Given request - Rename "leather work glove" to "canvas work glove" throughout the listing below. Leave all other text unchanged.

Records from a point labeling set:
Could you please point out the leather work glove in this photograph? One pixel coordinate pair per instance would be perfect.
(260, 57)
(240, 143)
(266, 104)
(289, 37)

Answer for the task -
Could you please point out the canvas work glove in this photograph? One pixel coordinate pair per instance would be perfect.
(260, 57)
(240, 143)
(266, 104)
(289, 37)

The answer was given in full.